*** TEXT UNDER STUDY Section Begins ***

American Ginseng - Medicinal Uses, Interactions, Side Effects, Dosage
American Ginseng (Panax Quinquefolius)
The American ginseng plant, Panax quinquefolius, is similar in appearance and is in the same botanic genus as Asian ginseng (panax ginseng). First described in the early 18th century in Eastern Canada, P. quinquefolius was primarily harvested for export to China. American ginseng is also referred to as North American, Canadian, or Wisconsin ginseng, referring to primary areas of harvest or cultivation, although it is now grown in many areas of the world. The root is used medicinally.
Uses and Benefits
Ginsengs are marketed in the U.S. to boost energy, relieve stress, improve concentration, and enhance physical or cognitive performance. Most ginsengs are believed to act as general restoratives, tonics, or adaptogens, which have nonspecific strengthening properties to restore the body's balance, enhance stamina, and increase resistance to stress and disease.
In traditional Chinese medicine (TCM), Asian and American ginsengs are used to restore vital energy in the body. However, American ginseng is considered to have more cooling or calming qualities, as opposed to Asian ginseng's more heating or stimulating properties. According to TCM theory, American ginseng is used to calm the ailing respiratory or digestive systems and as therapy for diabetes or "thirsty" syndromes, and may be preferred in warmer climates.
Native Americans traditionally employed American ginseng to help with childbirth and fertility and to strengthen mental powers, and for a variety of ailments such as respiratory disorders, headaches, and fevers.

*** TEXT UNDER STUDY Section Ends ***
*** GIVEN INFORMATION Section Begins ***

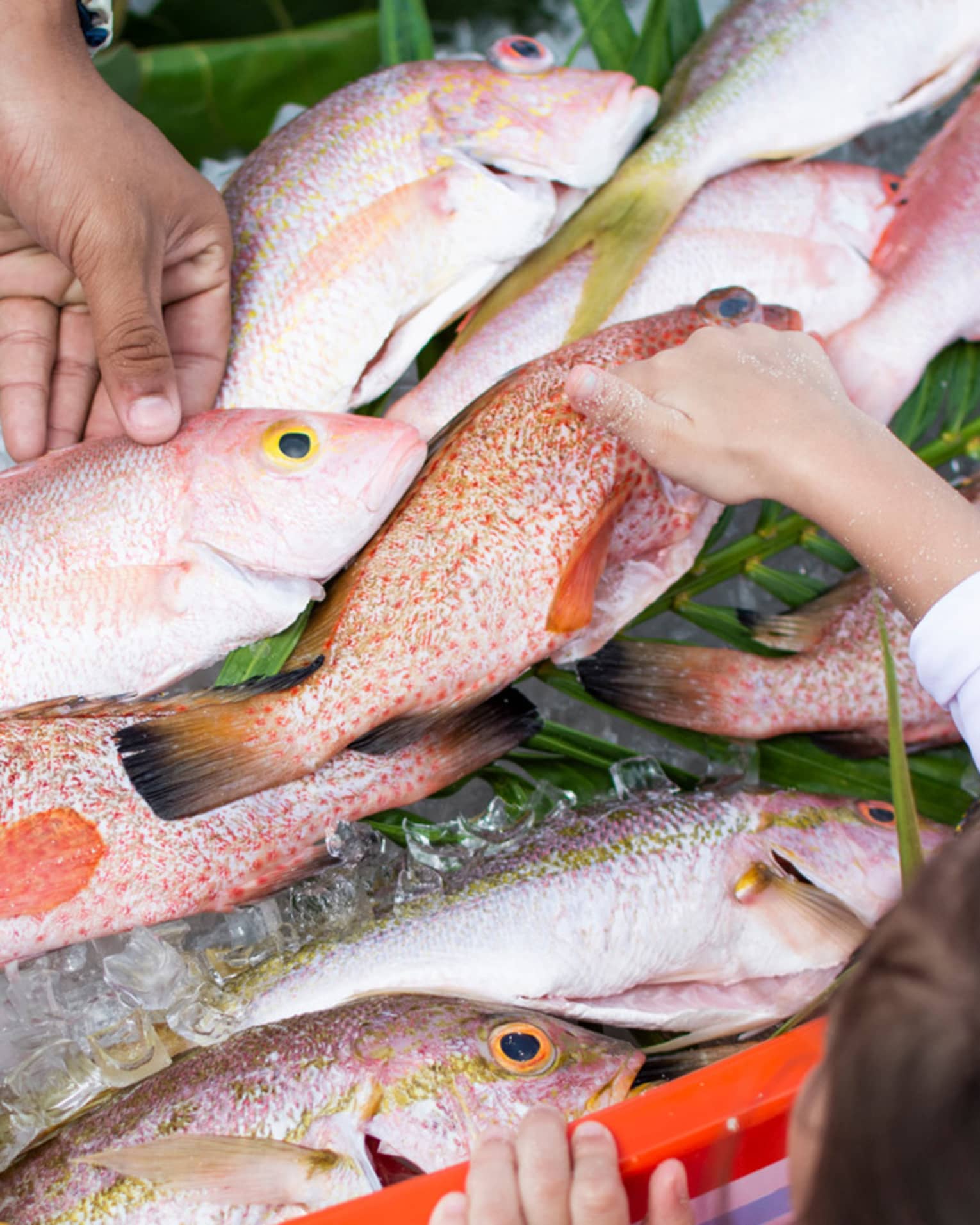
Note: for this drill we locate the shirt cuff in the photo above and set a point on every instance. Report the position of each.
(96, 17)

*** GIVEN INFORMATION Section Ends ***

▶ PROBLEM DESCRIPTION: Write out the full American ginseng text above, word for word.

▶ WRITTEN RESPONSE:
American Ginseng - Medicinal Uses, Interactions, Side Effects, Dosage
American Ginseng (Panax Quinquefolius)
The American ginseng plant, Panax quinquefolius, is similar in appearance and is in the same botanic genus as Asian ginseng (panax ginseng). First described in the early 18th century in Eastern Canada, P. quinquefolius was primarily harvested for export to China. American ginseng is also referred to as North American, Canadian, or Wisconsin ginseng, referring to primary areas of harvest or cultivation, although it is now grown in many areas of the world. The root is used medicinally.
Uses and Benefits
Ginsengs are marketed in the U.S. to boost energy, relieve stress, improve concentration, and enhance physical or cognitive performance. Most ginsengs are believed to act as general restoratives, tonics, or adaptogens, which have nonspecific strengthening properties to restore the body's balance, enhance stamina, and increase resistance to stress and disease.
In traditional Chinese medicine (TCM), Asian and American ginsengs are used to restore vital energy in the body. However, American ginseng is considered to have more cooling or calming qualities, as opposed to Asian ginseng's more heating or stimulating properties. According to TCM theory, American ginseng is used to calm the ailing respiratory or digestive systems and as therapy for diabetes or "thirsty" syndromes, and may be preferred in warmer climates.
Native Americans traditionally employed American ginseng to help with childbirth and fertility and to strengthen mental powers, and for a variety of ailments such as respiratory disorders, headaches, and fevers.